• [Zu erledigende Aufgabe]:
Aktualisiere die Zeilen vom Anfang der Auflistung bis einschließlich der Zeile, die „(126, 262), (137, 284)“ enthält, indem du „green tree“ durch „palm tree“ ersetzt, und gib diese Zeilen sonst unverändert wieder.

---+---

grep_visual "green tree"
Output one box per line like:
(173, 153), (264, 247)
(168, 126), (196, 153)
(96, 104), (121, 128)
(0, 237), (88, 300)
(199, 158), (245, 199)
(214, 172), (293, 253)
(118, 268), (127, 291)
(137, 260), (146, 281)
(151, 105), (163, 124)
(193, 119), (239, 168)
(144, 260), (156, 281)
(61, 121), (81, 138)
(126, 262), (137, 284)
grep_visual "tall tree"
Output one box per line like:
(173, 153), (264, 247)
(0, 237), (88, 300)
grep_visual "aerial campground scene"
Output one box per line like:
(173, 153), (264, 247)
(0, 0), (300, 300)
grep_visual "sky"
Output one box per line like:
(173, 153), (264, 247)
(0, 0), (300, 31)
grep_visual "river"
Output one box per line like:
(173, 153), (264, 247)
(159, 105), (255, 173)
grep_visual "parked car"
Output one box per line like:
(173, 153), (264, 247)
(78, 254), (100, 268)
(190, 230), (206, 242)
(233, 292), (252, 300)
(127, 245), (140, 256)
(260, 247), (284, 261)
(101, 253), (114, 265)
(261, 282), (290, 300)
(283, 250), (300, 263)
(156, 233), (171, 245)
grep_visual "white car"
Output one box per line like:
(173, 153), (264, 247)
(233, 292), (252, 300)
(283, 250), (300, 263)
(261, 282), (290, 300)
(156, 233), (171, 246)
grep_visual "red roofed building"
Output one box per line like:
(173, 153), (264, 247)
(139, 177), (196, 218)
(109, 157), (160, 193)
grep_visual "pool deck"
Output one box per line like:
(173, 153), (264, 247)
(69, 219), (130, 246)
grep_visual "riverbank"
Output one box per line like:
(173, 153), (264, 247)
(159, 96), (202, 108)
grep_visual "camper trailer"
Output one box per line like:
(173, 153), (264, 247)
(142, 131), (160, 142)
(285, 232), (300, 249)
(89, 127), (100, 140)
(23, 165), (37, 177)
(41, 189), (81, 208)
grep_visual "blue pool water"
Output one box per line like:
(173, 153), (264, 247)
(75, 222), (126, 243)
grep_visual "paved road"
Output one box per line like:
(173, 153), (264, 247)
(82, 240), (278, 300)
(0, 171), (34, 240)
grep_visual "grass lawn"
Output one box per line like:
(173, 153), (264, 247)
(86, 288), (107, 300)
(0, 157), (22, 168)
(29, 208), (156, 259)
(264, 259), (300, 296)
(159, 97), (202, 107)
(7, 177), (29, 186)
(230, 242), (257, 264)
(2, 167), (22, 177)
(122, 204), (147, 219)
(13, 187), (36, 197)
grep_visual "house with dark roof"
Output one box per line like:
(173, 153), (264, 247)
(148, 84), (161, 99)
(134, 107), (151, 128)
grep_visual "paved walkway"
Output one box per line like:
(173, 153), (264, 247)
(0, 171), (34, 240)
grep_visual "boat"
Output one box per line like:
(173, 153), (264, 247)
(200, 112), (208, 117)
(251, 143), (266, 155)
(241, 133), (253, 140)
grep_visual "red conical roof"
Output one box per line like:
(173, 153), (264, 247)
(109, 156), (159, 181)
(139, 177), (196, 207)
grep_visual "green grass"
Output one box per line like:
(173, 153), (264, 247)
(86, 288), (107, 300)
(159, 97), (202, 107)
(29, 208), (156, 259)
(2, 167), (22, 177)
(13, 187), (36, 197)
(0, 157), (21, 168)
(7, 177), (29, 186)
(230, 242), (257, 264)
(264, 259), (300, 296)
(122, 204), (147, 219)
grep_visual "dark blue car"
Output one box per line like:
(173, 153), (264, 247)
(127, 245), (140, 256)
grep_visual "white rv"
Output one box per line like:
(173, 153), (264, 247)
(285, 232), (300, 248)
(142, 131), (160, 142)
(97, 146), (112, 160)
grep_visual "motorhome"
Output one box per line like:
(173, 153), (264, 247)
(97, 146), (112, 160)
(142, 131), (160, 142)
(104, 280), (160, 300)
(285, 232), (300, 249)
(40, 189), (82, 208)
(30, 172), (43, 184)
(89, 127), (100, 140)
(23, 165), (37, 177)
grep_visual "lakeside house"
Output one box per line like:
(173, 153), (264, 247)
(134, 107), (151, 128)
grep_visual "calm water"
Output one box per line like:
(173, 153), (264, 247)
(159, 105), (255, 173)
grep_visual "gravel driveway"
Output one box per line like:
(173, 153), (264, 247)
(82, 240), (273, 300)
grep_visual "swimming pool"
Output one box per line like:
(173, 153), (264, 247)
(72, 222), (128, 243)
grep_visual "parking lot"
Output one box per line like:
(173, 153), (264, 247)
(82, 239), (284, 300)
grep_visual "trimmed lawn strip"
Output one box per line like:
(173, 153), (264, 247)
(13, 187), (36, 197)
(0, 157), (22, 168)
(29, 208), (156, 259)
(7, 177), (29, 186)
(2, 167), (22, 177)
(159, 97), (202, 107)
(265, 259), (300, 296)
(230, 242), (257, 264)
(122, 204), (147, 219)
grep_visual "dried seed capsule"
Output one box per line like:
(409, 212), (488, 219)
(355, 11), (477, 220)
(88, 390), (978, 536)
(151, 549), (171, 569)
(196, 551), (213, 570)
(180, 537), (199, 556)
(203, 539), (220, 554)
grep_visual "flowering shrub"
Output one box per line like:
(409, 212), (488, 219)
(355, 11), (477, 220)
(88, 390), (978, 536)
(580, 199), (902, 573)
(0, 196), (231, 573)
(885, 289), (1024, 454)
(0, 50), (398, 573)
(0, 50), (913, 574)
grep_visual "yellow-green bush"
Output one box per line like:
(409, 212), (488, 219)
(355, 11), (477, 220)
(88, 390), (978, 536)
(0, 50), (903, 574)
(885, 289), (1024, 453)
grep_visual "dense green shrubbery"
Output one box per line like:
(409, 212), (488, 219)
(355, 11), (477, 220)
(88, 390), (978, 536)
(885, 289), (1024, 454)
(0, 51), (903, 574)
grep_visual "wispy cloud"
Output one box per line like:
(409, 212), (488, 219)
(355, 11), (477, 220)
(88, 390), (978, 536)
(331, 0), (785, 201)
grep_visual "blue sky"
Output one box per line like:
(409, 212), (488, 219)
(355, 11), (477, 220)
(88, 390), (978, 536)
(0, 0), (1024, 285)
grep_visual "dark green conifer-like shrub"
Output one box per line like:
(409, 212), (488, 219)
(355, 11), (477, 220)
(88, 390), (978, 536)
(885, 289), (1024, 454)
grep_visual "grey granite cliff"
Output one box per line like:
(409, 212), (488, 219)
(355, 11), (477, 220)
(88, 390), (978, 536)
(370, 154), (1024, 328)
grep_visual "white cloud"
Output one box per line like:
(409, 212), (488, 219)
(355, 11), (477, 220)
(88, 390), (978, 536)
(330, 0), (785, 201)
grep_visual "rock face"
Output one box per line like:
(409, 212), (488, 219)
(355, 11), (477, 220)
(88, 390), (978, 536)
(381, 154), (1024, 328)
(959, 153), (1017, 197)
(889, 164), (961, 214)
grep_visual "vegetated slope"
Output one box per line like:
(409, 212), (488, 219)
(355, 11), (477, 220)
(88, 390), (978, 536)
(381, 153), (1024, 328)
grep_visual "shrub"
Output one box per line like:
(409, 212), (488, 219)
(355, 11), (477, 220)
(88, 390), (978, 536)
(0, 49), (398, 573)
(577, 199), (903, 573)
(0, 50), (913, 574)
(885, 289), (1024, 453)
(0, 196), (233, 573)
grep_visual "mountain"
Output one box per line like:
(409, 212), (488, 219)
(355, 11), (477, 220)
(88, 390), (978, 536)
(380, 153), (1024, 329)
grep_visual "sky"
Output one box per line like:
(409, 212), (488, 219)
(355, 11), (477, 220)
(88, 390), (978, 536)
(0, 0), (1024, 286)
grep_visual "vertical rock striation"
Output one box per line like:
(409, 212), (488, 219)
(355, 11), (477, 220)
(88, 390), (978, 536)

---+---

• [Lösung folgt]:
grep_visual "palm tree"
Output one box per line like:
(173, 153), (264, 247)
(168, 126), (196, 153)
(96, 104), (121, 128)
(0, 237), (88, 300)
(199, 158), (245, 199)
(214, 172), (293, 253)
(118, 268), (127, 291)
(137, 260), (146, 281)
(151, 105), (163, 124)
(193, 119), (239, 168)
(144, 260), (156, 281)
(61, 121), (81, 138)
(126, 262), (137, 284)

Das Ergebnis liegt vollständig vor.